- **What you should do**
Without the pictures, return all of the material exactly as written.

- **Extracted entries**
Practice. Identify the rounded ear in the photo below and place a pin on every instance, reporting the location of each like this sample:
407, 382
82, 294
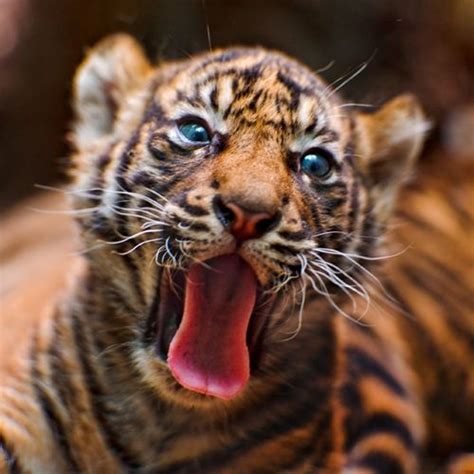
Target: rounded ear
112, 69
388, 143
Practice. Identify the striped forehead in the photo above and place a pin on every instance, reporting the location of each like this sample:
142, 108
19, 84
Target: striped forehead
251, 86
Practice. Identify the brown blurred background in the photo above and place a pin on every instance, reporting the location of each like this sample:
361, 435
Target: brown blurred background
426, 46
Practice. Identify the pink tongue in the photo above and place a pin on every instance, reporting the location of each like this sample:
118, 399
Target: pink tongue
209, 353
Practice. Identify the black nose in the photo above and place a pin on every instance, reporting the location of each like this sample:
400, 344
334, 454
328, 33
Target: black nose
242, 223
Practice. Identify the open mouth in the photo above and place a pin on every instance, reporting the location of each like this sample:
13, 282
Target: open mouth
210, 323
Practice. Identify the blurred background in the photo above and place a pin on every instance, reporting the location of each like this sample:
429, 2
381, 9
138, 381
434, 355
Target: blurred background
423, 46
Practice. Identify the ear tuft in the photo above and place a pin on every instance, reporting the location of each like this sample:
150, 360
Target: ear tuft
113, 69
389, 141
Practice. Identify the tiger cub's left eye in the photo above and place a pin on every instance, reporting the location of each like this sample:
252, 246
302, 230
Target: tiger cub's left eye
194, 132
317, 162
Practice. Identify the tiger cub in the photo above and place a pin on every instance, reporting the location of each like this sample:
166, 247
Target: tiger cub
243, 301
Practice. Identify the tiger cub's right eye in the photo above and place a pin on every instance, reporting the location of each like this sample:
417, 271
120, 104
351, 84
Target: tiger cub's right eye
194, 132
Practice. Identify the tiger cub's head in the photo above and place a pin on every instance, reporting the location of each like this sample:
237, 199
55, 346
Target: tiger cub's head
210, 189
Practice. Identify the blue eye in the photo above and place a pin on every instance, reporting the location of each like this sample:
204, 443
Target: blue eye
317, 162
194, 132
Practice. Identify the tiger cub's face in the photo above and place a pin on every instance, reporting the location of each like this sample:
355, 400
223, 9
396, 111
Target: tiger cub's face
215, 186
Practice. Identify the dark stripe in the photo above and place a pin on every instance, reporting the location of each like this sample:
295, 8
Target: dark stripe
6, 454
381, 423
151, 325
60, 378
361, 364
96, 395
380, 462
293, 88
51, 416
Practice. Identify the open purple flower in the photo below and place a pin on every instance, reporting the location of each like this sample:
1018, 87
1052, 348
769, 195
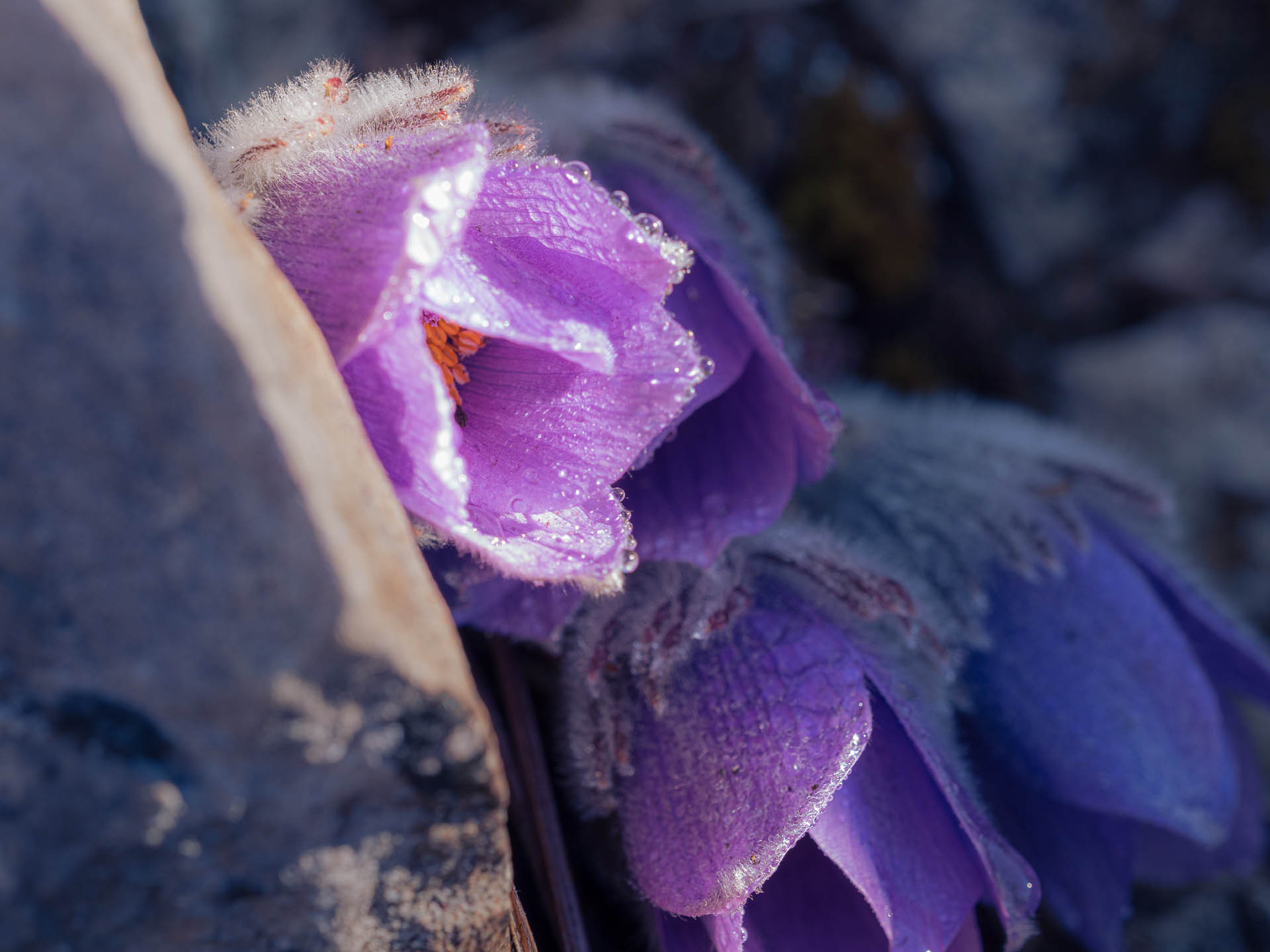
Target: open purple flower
777, 736
755, 428
498, 321
1100, 680
728, 465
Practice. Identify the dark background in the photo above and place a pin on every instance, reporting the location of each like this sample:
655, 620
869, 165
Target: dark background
1052, 202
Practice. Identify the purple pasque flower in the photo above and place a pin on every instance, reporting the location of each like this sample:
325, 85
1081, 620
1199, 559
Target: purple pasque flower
777, 736
1100, 681
728, 465
498, 320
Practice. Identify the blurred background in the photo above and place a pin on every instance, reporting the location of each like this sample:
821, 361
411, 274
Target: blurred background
1062, 204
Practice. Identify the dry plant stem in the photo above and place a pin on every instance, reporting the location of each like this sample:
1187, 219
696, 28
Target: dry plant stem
523, 939
530, 760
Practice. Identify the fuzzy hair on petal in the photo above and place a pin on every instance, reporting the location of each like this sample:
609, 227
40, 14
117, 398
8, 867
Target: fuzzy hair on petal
325, 111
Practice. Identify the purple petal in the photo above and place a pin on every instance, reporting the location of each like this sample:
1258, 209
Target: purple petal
700, 306
585, 542
708, 933
912, 692
893, 834
409, 419
728, 933
680, 935
1095, 694
572, 220
556, 266
542, 433
1083, 859
691, 499
728, 473
1235, 658
968, 939
810, 905
1166, 859
756, 731
342, 233
501, 606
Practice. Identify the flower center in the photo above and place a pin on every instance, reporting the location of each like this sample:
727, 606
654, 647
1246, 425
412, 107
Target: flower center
448, 344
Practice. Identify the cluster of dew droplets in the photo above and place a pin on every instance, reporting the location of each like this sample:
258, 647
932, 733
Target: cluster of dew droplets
324, 116
646, 227
635, 643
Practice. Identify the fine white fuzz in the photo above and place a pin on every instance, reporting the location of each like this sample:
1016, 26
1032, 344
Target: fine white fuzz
320, 113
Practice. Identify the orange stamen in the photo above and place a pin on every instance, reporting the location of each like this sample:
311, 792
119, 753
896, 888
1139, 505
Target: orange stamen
447, 343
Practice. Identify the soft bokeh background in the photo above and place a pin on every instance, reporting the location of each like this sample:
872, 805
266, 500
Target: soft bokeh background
1062, 204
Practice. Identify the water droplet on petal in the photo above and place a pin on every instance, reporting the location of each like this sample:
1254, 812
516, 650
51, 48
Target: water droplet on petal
651, 223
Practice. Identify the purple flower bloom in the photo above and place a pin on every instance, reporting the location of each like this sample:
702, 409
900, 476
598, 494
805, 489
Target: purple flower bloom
1100, 678
498, 321
755, 429
730, 461
719, 714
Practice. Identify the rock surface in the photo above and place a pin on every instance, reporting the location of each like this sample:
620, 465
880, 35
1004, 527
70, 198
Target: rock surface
234, 713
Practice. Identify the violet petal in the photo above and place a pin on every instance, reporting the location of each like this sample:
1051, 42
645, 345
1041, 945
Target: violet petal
1097, 696
913, 692
409, 419
341, 233
810, 904
968, 939
757, 730
542, 432
1235, 658
497, 604
892, 833
1083, 859
583, 542
728, 473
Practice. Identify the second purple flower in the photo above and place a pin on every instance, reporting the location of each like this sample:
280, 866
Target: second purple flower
498, 320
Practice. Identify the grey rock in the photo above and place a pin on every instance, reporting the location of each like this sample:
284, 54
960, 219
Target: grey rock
1191, 394
234, 714
996, 77
1202, 249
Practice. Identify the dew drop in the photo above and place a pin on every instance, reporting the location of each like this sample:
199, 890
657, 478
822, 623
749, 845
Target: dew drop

- **Solution to this exercise**
Practice. Identify the rounded ear in the photo below and place a pin on every instance, reporting the location of each like this sample:
407, 382
82, 294
Target: rounded ear
112, 69
388, 143
Practice. Identify the striped forehead in the photo above and place a pin on every instance, reporting the location of each like this sample:
142, 108
19, 84
Target: striped forehead
251, 86
Practice. Identify the brown blurred background in the photo above and place a pin on every instance, reporting the location of each like this sample:
361, 435
Target: brown blurred background
426, 46
Practice. Identify the pink tongue in the photo above and place a pin on every instance, reporting the location of each like this sample:
118, 399
Target: pink tongue
209, 353
Practice. Identify the black nose in the photo above and place a pin on every instance, reporting the location of each like this sample:
400, 344
334, 454
328, 33
Target: black nose
242, 223
Practice. Identify the open mouth in the photo above and place a pin on every instance, reporting the location of each like this sample:
13, 282
Target: open mouth
210, 323
Practice. Identify the blurred background in the photo above and place a pin on every instance, reporting the location of each like this sample:
429, 2
381, 9
138, 381
434, 355
Target: blurred background
423, 46
Practice. Identify the ear tuft in the photo above and place a pin on every instance, reporting the location of each like this sample:
150, 360
Target: ear tuft
113, 69
389, 141
Practice. Identify the tiger cub's left eye in the photo above and place a pin on every instance, reporting the location of each like this sample:
252, 246
302, 230
Target: tiger cub's left eye
194, 132
317, 162
Practice. Identify the tiger cub in the photo above and place a pin on every instance, reporting the location of each like this sample:
166, 247
Target: tiger cub
243, 301
Practice. Identify the tiger cub's right eye in the photo above and place a pin on every instance, reporting the location of each like this sample:
417, 271
120, 104
351, 84
Target: tiger cub's right eye
194, 132
Practice. Identify the tiger cub's head in the photo above and place a pin on every instance, reporting the location of each like this sample:
237, 199
55, 346
Target: tiger cub's head
210, 189
Practice. Identify the blue eye in the photo above and place a pin on every instance, reporting the location of each like this sample:
204, 443
Target: blue eye
317, 162
194, 132
Practice. Identify the tiger cub's face in the photo above and place a pin on every instance, reporting the location of each like this sample:
355, 400
223, 9
396, 111
Target: tiger cub's face
215, 186
Practice. Identify the dark stripe in the photo above and place a pin on every instance, reporting the location of each like this sample:
295, 8
Target: dark stripe
6, 454
381, 423
151, 325
60, 378
361, 364
96, 395
380, 462
293, 88
51, 416
Practice. Identify the open purple flower in the photo below and place a pin on every instance, reporting the location of each like this sample:
1018, 87
1052, 348
769, 195
Target: open purple flower
777, 736
755, 428
498, 321
1100, 680
728, 465
Practice. Identify the dark background in the photo above and place a pin on every instance, reporting the location of each like this sample:
655, 620
869, 165
Target: dark background
1052, 202
Practice. Identify the purple pasque flower in the photo above and place a pin on every instance, reporting the location of each like this sample:
325, 85
1081, 620
1199, 559
Target: purple pasque flower
777, 736
1100, 681
728, 465
498, 320
Practice. Identify the blurred background in the photo above and place a pin on every instance, reporting the location of each like this sample:
821, 361
411, 274
Target: blurred background
1062, 204
Practice. Identify the dry plant stem in the photo above and place a pin on every instance, reporting the location of each like this sample:
1187, 219
696, 28
Target: dry plant stem
523, 939
530, 760
Practice. Identify the fuzzy hair on petal in the photo above and place a pin on every instance, reporting the location of each like this sample:
609, 227
40, 14
117, 398
8, 867
Target: fuzzy hair on petal
325, 111
Practice. Identify the purple petal in the photo above and place a pin on every instance, reporting the location of each like this sample:
1258, 209
Target: purple petal
700, 306
585, 542
708, 933
912, 692
893, 834
409, 419
728, 933
680, 935
1095, 694
572, 220
556, 266
542, 433
1083, 859
691, 499
728, 473
1235, 658
968, 939
810, 905
1166, 859
756, 731
342, 233
501, 606
Practice. Identify the flower center in the photo above and place a pin on every instance, reporting the location of each like this sample:
727, 606
654, 647
1246, 425
412, 107
Target: flower center
448, 344
Practice. Identify the cluster of dew droplets in the photo above and place a pin on every instance, reporting the location of each like this sample:
258, 647
932, 733
Target: cluster of dew droplets
324, 116
646, 227
635, 643
Practice. Identify the fine white fuzz in the photo above and place a pin on every instance, reporting the location of each like this sample:
1016, 26
1032, 344
Target: fine white fuzz
320, 113
Practice. Identify the orange stamen in the photo above and place a pin on every instance, reporting the location of each like this sample:
311, 792
119, 753
896, 888
1139, 505
Target: orange stamen
447, 343
Practice. Identify the soft bokeh background in the photo above and place a pin on every instance, reporting the location of each like this sample:
872, 805
266, 500
Target: soft bokeh background
1062, 204
Practice. Identify the water droplet on petal in the photo above and place a pin on every instance, reporting the location of each like this sample:
1254, 812
516, 650
51, 48
Target: water droplet on petal
651, 223
Practice. Identify the purple flower bloom in the photo above and place a pin on every instance, reporting the location of each like this sample:
702, 409
900, 476
598, 494
805, 489
Target: purple flower bloom
1100, 678
498, 321
755, 429
730, 461
719, 714
Practice. Identify the rock surface in the photo above and place a pin on every instance, reporting the location of each like this sample:
620, 465
880, 35
1004, 527
70, 198
Target: rock surface
234, 713
Practice. Identify the violet petal in the photo above and place a pin on every instance, reporting the location of each like this sample:
1051, 42
645, 345
1041, 945
Target: violet petal
1097, 696
913, 692
409, 419
341, 233
810, 904
968, 939
757, 730
542, 432
1235, 658
497, 604
892, 833
1083, 859
583, 542
728, 473
Practice. Identify the second purple flower in the photo above and place a pin on every instance, reporting the location of each like this sample:
280, 866
Target: second purple flower
498, 320
Practice. Identify the grey rock in the photo above and place a pin on every instance, reporting the location of each like this sample:
284, 54
960, 219
Target: grey rock
1191, 394
234, 714
996, 77
1202, 249
Practice. Identify the dew drop in the photo above and place a pin on every instance, reporting the location of each like this sample:
199, 890
657, 478
822, 623
749, 845
Target: dew drop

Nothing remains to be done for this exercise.